◆ EXERCISE OBJECTIVE ◆
Report each line below that carries the word "gray".

═══

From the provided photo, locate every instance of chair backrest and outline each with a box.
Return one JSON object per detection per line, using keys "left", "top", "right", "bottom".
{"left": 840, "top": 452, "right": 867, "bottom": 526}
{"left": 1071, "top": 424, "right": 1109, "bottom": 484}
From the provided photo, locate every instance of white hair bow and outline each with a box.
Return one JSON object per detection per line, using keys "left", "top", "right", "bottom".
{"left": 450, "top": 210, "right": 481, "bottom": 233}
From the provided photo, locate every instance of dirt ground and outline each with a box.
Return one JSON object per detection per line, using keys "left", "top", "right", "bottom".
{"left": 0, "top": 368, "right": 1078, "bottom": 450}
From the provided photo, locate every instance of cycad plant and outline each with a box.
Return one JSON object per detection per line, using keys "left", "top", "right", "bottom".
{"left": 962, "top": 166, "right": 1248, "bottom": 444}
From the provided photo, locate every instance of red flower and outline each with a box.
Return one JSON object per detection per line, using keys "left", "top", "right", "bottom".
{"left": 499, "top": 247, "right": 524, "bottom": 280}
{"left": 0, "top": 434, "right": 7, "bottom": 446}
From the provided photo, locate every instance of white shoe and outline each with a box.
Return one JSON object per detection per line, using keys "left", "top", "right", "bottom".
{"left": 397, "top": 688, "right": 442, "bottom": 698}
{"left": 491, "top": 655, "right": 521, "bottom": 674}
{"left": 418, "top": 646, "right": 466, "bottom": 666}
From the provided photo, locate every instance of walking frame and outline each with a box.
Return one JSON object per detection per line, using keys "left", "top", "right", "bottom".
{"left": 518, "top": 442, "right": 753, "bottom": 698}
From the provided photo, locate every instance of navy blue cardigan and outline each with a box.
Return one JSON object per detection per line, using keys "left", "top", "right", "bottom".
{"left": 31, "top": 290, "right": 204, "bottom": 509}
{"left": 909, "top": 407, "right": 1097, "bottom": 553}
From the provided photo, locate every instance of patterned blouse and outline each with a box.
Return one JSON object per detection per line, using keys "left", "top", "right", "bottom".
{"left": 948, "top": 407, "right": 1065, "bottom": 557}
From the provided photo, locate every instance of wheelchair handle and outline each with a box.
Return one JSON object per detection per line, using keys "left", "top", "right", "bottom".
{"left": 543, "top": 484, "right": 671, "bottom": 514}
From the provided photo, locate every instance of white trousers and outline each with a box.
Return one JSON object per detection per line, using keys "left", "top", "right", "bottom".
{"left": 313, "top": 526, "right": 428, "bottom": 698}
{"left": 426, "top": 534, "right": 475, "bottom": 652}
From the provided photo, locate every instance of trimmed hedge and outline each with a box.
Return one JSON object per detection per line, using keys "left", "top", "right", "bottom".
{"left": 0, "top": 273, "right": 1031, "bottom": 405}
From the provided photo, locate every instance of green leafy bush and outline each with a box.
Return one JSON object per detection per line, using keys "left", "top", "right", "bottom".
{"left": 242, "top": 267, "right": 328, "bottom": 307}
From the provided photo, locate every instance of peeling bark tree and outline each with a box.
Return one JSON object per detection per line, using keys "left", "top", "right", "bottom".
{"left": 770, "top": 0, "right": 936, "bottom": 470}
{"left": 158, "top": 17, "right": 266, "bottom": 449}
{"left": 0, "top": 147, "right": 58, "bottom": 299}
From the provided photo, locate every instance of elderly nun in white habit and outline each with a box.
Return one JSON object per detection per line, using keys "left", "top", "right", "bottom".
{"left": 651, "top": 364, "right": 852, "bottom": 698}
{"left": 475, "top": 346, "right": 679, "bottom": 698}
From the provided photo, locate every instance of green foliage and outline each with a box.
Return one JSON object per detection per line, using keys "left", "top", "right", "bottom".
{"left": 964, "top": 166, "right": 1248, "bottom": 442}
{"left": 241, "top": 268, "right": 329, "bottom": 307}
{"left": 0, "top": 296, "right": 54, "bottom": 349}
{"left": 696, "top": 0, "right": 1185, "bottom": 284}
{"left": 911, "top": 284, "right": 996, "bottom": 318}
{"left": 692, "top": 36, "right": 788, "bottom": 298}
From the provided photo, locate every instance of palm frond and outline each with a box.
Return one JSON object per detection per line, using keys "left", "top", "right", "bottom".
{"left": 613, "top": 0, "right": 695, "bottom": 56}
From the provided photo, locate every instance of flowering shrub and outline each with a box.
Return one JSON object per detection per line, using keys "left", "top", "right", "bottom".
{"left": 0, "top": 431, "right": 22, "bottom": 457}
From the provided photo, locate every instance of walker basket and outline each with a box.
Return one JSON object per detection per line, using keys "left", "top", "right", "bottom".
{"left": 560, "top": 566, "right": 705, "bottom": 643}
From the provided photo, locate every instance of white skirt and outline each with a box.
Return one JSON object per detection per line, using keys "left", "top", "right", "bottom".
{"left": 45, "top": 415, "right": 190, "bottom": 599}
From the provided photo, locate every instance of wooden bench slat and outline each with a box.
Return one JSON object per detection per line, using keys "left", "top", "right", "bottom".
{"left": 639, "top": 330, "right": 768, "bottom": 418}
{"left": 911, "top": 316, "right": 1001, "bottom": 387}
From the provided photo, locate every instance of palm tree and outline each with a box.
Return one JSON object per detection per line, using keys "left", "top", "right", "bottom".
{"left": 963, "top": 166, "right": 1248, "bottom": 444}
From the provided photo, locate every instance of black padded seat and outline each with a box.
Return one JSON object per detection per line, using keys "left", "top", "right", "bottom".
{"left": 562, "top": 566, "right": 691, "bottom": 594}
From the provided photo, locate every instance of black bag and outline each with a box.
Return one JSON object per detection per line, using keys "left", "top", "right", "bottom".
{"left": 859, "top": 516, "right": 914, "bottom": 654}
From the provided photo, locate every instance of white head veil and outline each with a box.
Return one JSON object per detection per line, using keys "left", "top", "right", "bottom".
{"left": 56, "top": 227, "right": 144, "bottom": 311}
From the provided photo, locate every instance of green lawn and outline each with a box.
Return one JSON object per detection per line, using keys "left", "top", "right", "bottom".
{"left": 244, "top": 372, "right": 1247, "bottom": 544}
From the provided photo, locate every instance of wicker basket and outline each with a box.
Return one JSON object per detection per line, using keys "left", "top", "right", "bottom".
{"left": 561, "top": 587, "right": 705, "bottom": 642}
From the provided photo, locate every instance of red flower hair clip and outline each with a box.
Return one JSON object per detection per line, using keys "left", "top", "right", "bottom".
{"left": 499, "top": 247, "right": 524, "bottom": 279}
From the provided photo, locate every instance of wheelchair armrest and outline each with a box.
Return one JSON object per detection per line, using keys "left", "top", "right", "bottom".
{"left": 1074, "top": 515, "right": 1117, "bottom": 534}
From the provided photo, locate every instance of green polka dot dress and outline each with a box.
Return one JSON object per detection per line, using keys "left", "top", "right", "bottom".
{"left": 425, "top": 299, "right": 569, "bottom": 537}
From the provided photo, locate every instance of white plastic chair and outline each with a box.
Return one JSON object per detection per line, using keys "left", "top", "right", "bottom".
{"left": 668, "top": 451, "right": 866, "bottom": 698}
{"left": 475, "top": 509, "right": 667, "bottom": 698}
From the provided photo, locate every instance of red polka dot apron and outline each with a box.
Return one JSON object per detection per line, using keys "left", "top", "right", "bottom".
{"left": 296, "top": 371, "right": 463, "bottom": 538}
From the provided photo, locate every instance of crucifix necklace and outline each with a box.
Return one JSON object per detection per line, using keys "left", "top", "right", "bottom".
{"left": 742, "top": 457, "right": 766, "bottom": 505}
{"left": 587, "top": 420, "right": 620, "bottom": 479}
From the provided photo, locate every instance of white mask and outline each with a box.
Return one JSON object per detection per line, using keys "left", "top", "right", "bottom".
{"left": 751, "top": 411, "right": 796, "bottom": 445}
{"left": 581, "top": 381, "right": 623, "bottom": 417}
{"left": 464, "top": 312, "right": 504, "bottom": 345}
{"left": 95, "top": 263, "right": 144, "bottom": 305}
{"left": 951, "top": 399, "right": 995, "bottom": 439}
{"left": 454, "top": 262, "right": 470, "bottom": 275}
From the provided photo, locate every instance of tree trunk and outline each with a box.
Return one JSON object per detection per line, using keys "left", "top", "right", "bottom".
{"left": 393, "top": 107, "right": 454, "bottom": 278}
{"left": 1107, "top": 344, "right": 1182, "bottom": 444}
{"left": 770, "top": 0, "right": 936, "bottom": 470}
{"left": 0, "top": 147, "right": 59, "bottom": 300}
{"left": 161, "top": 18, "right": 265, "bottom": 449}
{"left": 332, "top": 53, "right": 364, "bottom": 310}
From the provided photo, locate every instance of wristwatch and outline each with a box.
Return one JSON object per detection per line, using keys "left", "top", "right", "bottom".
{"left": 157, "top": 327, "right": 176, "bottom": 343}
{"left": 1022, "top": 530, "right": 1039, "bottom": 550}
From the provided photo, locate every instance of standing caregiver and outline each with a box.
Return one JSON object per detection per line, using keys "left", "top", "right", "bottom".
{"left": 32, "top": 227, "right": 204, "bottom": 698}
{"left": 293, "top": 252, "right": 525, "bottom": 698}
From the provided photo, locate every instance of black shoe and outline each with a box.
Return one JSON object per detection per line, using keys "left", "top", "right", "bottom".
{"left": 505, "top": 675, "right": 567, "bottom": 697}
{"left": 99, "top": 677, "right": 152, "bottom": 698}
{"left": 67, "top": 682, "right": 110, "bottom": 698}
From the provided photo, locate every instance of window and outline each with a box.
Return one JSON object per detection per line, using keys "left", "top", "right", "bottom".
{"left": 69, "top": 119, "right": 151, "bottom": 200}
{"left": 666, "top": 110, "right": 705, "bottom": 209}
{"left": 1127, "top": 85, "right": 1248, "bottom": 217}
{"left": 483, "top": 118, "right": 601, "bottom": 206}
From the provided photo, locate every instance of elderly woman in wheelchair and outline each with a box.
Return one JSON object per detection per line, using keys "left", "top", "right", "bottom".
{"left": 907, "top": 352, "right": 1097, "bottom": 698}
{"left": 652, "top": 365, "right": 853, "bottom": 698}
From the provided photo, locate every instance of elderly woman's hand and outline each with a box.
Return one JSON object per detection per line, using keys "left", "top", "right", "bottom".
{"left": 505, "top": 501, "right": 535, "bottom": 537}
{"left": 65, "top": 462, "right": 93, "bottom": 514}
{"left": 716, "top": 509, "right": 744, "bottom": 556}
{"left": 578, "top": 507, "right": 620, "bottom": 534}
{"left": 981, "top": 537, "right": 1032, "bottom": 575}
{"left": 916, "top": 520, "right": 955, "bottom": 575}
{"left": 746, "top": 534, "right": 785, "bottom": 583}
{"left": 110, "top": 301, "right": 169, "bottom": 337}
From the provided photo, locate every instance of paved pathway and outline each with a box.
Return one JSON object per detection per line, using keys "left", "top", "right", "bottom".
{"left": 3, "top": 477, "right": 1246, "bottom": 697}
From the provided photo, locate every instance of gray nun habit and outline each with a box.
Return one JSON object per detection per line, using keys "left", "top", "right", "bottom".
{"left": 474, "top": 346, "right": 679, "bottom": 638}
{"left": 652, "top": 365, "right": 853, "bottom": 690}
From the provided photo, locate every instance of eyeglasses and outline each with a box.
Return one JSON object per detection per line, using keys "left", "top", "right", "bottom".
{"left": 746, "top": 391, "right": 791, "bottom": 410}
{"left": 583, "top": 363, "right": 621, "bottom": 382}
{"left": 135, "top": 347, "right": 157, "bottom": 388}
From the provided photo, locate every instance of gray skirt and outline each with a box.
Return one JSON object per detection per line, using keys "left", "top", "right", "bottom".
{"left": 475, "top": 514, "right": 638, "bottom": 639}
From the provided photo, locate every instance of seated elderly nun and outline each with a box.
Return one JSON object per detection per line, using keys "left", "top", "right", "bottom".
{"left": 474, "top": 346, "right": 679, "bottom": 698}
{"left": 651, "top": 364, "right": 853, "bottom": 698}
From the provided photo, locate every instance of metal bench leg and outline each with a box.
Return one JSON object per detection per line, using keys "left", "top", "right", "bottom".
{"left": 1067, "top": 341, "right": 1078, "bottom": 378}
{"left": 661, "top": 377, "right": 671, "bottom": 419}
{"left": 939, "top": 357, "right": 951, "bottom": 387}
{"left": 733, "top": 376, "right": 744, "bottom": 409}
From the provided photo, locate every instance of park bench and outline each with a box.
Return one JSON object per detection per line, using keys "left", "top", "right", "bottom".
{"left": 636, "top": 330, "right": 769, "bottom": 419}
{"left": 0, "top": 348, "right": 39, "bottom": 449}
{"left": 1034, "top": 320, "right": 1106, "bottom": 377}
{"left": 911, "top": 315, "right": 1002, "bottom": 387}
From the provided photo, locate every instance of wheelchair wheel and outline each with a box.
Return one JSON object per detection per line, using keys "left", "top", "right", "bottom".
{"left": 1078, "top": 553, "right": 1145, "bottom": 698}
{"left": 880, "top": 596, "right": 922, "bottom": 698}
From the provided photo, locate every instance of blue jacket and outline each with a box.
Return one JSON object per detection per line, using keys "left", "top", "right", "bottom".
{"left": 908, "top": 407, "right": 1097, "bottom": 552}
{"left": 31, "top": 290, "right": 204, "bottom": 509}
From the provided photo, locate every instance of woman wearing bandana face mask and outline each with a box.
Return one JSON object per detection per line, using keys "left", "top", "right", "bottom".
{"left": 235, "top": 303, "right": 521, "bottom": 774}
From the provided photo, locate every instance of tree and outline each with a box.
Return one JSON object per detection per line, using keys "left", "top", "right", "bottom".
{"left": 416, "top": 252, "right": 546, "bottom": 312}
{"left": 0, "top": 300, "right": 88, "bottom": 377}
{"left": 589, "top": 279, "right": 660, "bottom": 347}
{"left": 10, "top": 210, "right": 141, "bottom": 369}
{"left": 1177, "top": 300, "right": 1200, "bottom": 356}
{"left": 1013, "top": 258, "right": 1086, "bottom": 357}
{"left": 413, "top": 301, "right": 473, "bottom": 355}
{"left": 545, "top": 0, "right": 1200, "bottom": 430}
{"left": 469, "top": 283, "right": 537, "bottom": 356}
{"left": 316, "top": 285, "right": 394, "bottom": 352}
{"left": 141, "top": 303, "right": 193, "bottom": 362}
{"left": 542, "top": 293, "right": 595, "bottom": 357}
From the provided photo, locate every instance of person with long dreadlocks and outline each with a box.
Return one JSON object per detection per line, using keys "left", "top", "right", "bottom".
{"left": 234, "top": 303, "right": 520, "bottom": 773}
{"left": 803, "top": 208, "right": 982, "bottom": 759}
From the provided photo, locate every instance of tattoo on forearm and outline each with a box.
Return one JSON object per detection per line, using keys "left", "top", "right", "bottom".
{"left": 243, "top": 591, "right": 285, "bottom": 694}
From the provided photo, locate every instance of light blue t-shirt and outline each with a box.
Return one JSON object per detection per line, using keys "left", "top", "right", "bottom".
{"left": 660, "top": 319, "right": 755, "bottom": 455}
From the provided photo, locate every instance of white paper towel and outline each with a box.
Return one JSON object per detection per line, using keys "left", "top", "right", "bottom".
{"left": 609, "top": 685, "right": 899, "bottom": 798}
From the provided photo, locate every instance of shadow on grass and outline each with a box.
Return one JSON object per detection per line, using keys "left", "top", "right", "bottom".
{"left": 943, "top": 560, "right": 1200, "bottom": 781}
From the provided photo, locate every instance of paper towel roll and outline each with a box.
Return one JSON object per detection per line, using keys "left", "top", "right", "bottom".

═══

◆ REPLY ◆
From the provided photo, locate every instance of gray nun habit and outline each with a box.
From the provided photo, locate every instance of gray skirt and outline each with a box.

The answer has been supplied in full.